___ RECORDS SUPPLIED
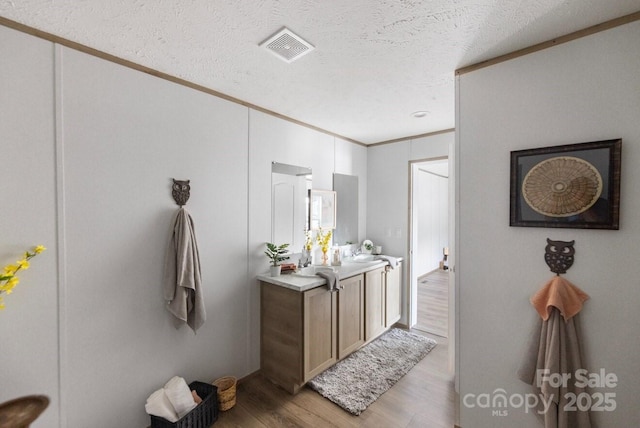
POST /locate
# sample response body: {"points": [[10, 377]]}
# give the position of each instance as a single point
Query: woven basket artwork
{"points": [[562, 186]]}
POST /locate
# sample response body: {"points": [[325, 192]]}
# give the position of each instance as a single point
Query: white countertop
{"points": [[304, 283]]}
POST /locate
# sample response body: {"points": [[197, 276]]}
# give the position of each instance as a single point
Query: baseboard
{"points": [[249, 376]]}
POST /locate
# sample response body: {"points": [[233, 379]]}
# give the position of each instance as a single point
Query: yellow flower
{"points": [[9, 276], [10, 269]]}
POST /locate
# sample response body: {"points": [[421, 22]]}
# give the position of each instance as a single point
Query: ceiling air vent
{"points": [[287, 46]]}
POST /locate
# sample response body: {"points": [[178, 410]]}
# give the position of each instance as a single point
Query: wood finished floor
{"points": [[433, 303], [423, 398]]}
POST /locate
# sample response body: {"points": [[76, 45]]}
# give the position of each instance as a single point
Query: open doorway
{"points": [[429, 244]]}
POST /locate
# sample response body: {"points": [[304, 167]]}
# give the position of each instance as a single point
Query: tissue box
{"points": [[202, 416]]}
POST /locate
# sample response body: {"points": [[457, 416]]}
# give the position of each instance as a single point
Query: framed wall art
{"points": [[570, 186]]}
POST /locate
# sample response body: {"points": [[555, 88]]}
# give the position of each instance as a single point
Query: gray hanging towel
{"points": [[182, 276], [555, 349]]}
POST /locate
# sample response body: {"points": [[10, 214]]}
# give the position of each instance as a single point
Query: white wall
{"points": [[388, 194], [28, 324], [585, 90], [89, 151]]}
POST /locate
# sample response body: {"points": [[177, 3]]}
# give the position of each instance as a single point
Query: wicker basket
{"points": [[226, 392], [202, 416]]}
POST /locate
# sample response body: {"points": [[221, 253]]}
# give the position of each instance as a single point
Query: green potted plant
{"points": [[276, 254]]}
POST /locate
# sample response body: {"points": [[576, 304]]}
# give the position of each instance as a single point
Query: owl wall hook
{"points": [[559, 255], [180, 191]]}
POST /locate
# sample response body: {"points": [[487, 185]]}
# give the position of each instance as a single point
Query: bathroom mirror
{"points": [[322, 209], [289, 207], [346, 188]]}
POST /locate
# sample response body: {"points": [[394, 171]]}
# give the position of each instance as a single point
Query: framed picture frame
{"points": [[322, 209], [569, 186]]}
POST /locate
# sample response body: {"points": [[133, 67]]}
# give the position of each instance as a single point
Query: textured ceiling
{"points": [[374, 62]]}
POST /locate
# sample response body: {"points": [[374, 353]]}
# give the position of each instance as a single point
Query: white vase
{"points": [[275, 270]]}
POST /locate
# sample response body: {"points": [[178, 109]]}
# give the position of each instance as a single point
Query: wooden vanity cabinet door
{"points": [[350, 315], [374, 303], [319, 331]]}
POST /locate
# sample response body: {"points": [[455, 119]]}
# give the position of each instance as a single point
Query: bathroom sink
{"points": [[310, 271], [364, 258]]}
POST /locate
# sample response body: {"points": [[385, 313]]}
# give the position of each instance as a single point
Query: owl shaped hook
{"points": [[180, 191], [559, 255]]}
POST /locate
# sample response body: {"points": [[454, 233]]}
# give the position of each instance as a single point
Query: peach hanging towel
{"points": [[555, 349]]}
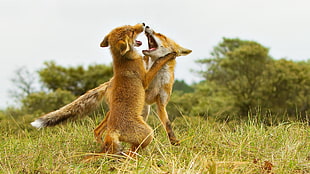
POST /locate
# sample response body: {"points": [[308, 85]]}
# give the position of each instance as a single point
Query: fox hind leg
{"points": [[98, 131], [162, 113]]}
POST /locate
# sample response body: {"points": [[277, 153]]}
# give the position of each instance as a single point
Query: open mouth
{"points": [[137, 43], [151, 42]]}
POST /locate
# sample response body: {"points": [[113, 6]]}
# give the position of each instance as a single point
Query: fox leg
{"points": [[111, 143], [146, 112], [98, 131], [162, 113]]}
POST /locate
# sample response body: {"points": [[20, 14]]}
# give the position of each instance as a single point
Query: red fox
{"points": [[158, 92], [160, 88]]}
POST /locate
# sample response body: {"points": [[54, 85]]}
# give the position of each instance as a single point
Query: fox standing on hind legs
{"points": [[160, 88], [128, 90]]}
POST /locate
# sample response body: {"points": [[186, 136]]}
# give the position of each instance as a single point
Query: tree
{"points": [[24, 83], [237, 67]]}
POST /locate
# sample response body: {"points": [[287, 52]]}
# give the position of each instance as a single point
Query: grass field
{"points": [[206, 147]]}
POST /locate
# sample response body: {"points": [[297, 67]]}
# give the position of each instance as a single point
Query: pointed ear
{"points": [[184, 51], [123, 47], [105, 42]]}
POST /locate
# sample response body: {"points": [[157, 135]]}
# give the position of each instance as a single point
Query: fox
{"points": [[128, 86], [127, 92], [159, 90]]}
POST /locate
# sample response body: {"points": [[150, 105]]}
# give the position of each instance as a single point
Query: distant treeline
{"points": [[240, 79]]}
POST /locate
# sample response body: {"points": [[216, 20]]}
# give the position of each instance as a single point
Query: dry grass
{"points": [[207, 147]]}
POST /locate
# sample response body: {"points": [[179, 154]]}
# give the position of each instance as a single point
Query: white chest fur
{"points": [[156, 88]]}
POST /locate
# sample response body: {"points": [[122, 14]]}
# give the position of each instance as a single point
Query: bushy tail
{"points": [[80, 107]]}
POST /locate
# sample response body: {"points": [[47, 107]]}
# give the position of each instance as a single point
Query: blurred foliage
{"points": [[241, 79], [41, 102], [77, 80]]}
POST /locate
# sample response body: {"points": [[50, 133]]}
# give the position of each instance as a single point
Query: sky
{"points": [[69, 31]]}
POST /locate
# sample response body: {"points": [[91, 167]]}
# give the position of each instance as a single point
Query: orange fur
{"points": [[160, 87], [130, 80]]}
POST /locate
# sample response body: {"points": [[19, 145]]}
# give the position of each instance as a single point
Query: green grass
{"points": [[206, 147]]}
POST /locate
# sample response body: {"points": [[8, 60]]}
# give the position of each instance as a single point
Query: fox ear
{"points": [[123, 47], [184, 51], [105, 42]]}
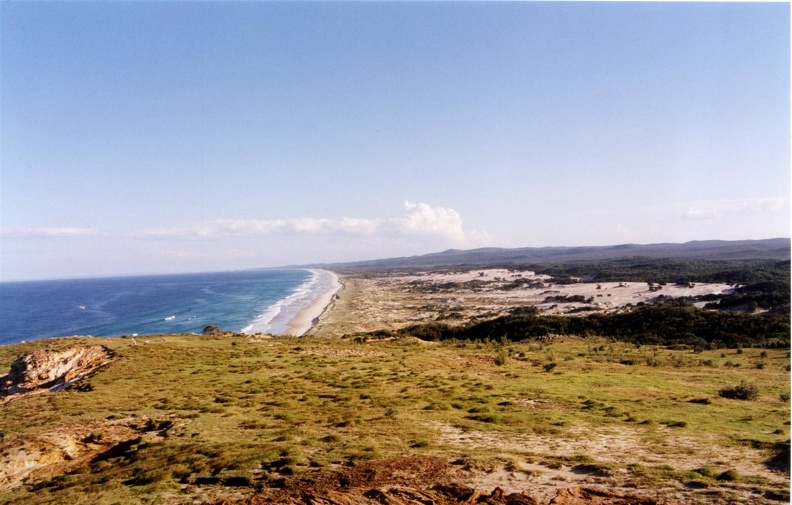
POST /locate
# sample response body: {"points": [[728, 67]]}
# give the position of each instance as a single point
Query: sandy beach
{"points": [[308, 316], [395, 300]]}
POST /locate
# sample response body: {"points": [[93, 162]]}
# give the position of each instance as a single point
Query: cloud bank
{"points": [[418, 219]]}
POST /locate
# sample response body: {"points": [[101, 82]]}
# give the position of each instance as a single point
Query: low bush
{"points": [[742, 391]]}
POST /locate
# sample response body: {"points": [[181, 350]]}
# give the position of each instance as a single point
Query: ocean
{"points": [[244, 301]]}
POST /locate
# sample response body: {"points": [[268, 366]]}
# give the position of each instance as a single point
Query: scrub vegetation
{"points": [[227, 413]]}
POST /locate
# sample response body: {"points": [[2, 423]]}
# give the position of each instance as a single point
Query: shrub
{"points": [[549, 366], [730, 475], [501, 357], [742, 391]]}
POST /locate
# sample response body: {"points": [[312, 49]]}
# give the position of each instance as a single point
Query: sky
{"points": [[165, 137]]}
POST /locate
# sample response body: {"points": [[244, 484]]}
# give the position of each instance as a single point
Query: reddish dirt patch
{"points": [[412, 480]]}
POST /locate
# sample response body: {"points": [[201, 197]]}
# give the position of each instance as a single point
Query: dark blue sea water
{"points": [[234, 301]]}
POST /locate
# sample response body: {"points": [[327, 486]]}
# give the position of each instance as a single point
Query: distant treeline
{"points": [[666, 271], [669, 323]]}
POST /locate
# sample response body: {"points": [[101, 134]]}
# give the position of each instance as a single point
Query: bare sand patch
{"points": [[393, 301]]}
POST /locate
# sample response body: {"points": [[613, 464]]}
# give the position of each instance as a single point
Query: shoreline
{"points": [[309, 315]]}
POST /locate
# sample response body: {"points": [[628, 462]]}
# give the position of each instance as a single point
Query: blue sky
{"points": [[148, 137]]}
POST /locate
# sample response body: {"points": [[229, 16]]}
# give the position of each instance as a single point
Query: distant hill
{"points": [[777, 249]]}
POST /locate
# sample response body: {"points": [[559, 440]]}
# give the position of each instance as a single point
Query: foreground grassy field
{"points": [[227, 416]]}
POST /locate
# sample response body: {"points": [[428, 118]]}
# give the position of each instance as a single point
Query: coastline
{"points": [[308, 316]]}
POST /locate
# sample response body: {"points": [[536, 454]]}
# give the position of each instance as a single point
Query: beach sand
______
• [EXERCISE DESCRIPTION]
Please identify every line in the items above that contains the word "open", treating uppercase and lowercase as different, and copy each of those lines.

• [TASK OUTPUT]
Query: open doorway
Query: open mouth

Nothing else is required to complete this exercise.